The increasing temperatures have seen swarms of clegs – or horseflies – in the UK reach Mediterranean levels raising the risk of serious bacterial infections, according to Antibiotic Research UK (ANTRUK).

Females feed on blood and bites can leave painful swelling which may take a long time to heal and can easily become infected, particularly if scratched.

Lingering, painful bites from invasive insects can easily become infected charity warns

“It is entirely possible in 2018 that you can die of an insect bite, not just in some hot foreign clime, but here in Britain,” the charity’s chief executive, Professor Colin Garner, said.

“We have not invested in the kinds of antibiotics we need to keep up with devious and ever-changing bacterial infections."

The effects of an infected horsefly bite can include a raised and nasty rash, dizziness, shortage of breath, and weak and swollen limbs.

The UK government’s leading medical adviser has repeatedly called for action to forestall the spread of resistance, and avoid a “post-antibiotic apocalypse“. Risks are greatest for people with a weakened immune system and if drugs don’t work then minor cuts could rapidly become serious, leading to amputations or worse.

Current treatments include antihistamine and steroid creams and in serious cases, broad-spectrum antibiotics.

But with resistance on the rise it can be difficult to find the right treatment to fight infections, and in some cases this has resulted in the threat of amputation or death.

## WHAT TO DO
Pick up the article on horsefly bites and antibiotic resistance after its last sentence and keep writing. The rows that follow have nothing to do with the horsefly text.

## RECORDED INFORMATION
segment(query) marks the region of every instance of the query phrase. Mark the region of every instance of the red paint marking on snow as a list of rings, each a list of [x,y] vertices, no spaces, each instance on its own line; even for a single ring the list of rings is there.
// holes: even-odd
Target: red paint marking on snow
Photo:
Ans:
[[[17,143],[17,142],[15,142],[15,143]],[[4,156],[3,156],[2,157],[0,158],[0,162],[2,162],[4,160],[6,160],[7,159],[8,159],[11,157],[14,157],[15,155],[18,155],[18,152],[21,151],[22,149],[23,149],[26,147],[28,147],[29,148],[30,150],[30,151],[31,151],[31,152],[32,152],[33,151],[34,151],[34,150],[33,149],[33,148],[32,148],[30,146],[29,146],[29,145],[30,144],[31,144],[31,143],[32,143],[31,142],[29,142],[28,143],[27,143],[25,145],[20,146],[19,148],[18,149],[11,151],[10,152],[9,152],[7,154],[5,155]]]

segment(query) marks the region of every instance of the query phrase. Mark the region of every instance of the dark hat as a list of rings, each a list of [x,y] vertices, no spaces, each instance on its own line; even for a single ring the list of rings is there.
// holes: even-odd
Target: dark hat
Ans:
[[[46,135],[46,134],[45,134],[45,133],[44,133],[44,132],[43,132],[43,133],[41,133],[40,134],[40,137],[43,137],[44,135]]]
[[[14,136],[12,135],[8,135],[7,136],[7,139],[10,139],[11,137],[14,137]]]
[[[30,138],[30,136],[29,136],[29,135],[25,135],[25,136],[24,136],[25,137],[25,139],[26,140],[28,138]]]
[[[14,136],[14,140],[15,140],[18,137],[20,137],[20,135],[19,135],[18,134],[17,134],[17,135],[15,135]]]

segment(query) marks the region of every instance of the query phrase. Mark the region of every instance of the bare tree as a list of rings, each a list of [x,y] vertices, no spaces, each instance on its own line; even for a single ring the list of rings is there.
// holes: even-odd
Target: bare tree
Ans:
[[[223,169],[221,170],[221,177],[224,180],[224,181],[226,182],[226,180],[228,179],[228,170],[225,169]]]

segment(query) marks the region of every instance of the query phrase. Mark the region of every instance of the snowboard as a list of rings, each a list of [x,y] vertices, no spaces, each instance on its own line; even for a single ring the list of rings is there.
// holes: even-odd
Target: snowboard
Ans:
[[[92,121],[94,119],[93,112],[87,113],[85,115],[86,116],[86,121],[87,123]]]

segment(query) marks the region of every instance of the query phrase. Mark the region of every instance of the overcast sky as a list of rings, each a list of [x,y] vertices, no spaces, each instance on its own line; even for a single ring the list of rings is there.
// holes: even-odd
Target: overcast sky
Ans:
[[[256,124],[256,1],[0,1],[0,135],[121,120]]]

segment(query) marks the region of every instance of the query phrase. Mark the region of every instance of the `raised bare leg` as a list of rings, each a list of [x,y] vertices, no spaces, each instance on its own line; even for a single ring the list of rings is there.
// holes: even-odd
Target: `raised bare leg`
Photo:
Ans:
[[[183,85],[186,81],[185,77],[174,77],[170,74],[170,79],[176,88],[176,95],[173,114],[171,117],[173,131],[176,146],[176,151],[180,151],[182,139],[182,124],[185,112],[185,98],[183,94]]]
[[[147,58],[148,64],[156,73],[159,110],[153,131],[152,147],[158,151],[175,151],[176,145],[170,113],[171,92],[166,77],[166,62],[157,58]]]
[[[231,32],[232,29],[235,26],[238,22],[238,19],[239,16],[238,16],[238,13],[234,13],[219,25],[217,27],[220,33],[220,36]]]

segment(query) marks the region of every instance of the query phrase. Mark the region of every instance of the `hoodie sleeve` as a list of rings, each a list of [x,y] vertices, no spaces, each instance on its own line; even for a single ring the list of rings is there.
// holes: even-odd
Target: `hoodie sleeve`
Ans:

## OUTPUT OF THE EXERCISE
Professor Garner added: “Here is a prime example of why we need to develop new medications fast to keep up with our changing climate and unexpected situations such as a horsefly bite epidemic.

“We have been warning for some time that our antibiotics are so ineffective that we could reach the situation where people will once again die from an infected scratch or bite.

“That tragic moment may just have come. I personally got bitten recently by a horsefly and it is very painful. I am self-medicating with creams and an oral antihistamine tablet to ensure the bite site does not become infected.”

NHS guidance advises visiting your GP if an insect bite results in symptoms of an infection such as pus, increased pain, redness and swelling.

ANTRUK wants to see the government, drugs companies, research charities and even members of the public who are still intent on demanding antibiotics from their doctor, to work together to avoid antibiotic resistance.